Stated goal.
Only the lines from the line holding "Q: Locate the tree in" through the final line of the entries below are to be returned, exactly as they stand.

** Begin Source records **

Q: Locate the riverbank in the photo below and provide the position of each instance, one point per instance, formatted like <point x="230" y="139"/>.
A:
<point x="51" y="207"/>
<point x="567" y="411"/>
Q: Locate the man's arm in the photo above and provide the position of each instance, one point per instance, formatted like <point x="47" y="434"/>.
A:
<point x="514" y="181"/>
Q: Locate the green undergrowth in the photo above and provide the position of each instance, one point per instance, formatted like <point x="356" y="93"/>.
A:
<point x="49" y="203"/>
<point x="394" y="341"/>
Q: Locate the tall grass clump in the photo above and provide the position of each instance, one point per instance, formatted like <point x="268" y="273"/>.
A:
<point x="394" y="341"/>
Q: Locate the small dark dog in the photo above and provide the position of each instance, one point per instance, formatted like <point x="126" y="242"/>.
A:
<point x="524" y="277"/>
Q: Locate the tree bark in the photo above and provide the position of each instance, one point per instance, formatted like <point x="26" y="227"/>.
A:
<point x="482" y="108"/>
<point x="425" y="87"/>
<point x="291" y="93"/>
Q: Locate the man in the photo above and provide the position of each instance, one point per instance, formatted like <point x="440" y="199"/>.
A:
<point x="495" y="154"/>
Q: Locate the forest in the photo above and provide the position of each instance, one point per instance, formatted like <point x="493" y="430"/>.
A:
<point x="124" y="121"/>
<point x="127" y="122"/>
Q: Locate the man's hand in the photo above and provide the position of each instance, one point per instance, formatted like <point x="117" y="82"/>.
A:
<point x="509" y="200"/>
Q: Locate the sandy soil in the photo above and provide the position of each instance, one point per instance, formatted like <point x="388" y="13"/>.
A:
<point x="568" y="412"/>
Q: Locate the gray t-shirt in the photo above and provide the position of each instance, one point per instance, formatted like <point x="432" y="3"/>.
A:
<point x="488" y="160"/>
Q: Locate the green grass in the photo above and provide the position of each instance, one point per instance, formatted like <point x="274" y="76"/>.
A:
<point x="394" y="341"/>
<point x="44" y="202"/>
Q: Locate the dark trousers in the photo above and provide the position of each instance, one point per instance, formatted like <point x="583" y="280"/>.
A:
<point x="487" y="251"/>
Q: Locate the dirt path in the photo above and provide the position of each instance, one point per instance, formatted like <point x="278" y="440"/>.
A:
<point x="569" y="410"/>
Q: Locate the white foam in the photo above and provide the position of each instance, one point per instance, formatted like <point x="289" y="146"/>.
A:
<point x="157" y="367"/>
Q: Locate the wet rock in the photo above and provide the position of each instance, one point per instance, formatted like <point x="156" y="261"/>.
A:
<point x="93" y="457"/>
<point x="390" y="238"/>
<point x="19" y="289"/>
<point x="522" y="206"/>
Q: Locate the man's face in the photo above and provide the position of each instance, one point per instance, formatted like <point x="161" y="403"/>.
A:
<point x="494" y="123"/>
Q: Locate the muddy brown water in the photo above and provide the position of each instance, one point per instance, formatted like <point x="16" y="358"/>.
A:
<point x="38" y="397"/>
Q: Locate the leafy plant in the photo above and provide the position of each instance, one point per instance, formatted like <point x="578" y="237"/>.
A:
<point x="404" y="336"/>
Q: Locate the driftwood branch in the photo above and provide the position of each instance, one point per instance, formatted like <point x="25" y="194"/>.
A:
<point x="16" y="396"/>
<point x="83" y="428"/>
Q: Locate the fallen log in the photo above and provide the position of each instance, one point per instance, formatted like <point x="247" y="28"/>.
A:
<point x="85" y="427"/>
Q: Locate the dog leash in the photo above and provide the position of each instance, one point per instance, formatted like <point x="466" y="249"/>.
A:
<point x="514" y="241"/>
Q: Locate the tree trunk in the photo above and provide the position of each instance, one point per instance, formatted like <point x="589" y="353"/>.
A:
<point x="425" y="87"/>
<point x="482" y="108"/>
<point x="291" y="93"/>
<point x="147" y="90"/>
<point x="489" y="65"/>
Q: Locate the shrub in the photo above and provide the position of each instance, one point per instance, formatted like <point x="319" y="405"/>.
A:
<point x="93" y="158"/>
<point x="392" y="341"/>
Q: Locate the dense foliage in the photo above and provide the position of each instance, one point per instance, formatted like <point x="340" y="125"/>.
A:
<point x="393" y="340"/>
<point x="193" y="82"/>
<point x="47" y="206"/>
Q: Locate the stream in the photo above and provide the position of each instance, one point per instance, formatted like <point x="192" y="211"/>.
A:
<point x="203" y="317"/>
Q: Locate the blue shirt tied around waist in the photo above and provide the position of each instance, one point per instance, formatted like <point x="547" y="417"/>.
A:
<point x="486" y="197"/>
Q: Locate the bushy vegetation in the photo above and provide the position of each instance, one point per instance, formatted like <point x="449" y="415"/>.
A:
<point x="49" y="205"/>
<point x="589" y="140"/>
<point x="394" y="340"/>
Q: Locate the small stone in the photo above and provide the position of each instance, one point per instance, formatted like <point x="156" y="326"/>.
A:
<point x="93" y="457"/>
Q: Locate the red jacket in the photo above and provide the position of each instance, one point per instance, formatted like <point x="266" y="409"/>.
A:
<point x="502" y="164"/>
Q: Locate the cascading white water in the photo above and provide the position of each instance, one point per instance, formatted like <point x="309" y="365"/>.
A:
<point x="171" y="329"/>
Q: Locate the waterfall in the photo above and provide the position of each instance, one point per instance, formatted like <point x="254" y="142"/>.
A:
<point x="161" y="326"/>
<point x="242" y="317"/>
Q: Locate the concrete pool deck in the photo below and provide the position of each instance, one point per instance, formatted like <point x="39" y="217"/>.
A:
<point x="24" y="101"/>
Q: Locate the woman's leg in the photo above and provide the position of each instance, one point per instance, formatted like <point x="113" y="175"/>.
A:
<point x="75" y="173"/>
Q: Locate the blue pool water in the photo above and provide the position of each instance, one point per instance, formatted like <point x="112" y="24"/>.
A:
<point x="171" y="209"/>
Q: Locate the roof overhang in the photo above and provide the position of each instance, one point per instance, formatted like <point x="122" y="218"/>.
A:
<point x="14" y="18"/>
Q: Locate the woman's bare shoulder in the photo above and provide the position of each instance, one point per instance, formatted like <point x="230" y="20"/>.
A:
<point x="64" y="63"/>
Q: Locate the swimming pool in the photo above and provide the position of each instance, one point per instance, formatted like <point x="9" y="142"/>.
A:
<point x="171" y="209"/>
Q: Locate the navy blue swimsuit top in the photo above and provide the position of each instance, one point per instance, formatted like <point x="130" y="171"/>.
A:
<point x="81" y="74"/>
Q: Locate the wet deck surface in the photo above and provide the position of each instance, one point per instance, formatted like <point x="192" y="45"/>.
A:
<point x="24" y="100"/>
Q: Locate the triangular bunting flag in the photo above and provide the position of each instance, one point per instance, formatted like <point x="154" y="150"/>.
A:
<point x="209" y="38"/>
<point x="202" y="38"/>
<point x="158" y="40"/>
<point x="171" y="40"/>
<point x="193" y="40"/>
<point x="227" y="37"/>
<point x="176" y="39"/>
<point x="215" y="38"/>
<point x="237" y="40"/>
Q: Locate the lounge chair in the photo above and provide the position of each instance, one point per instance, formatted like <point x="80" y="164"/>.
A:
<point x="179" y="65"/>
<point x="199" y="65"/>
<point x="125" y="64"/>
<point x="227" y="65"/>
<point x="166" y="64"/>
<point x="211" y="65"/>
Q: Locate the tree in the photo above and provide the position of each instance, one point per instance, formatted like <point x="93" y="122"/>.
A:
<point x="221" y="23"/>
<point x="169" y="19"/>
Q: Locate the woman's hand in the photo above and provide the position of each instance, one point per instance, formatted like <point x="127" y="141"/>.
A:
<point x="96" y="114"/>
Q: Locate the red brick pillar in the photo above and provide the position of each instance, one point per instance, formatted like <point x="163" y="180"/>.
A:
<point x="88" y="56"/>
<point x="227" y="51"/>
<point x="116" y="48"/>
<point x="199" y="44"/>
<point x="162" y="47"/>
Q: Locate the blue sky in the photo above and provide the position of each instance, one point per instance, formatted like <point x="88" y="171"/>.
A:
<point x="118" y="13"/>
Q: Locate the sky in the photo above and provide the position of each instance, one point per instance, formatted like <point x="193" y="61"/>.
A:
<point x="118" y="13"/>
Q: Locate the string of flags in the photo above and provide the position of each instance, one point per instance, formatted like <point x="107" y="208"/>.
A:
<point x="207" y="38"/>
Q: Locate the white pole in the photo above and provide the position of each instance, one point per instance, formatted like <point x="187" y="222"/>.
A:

** End Source records **

Worked solution.
Q: Locate the tree in the photo above and provide the position of each instance, one point per instance, formatted like <point x="93" y="122"/>.
A:
<point x="221" y="23"/>
<point x="169" y="19"/>
Q: Locate the woman's hand in the photo above and provide the position of each instance, one point per instance, formatted like <point x="127" y="141"/>.
A:
<point x="96" y="114"/>
Q: Locate the red brick pillar in the photo above and provide the position of each instance, one point per instance, formatted like <point x="163" y="180"/>.
A:
<point x="88" y="56"/>
<point x="227" y="51"/>
<point x="116" y="48"/>
<point x="199" y="44"/>
<point x="162" y="47"/>
Q: Locate the blue sky in the photo above and provide the position of each instance, one point per instance, formatted like <point x="88" y="171"/>.
A:
<point x="118" y="13"/>
Q: Locate the sky in the photo above and provide the position of each instance, one point per instance, formatted like <point x="193" y="61"/>.
A:
<point x="118" y="13"/>
Q: Locate the string of flags in the photo above and provide the position of each instance, one point per instance, formatted like <point x="107" y="208"/>.
A:
<point x="207" y="38"/>
Q: Locate the white pole in the photo above and provide the position of each instance, one point per instance, formatted like <point x="187" y="222"/>.
A:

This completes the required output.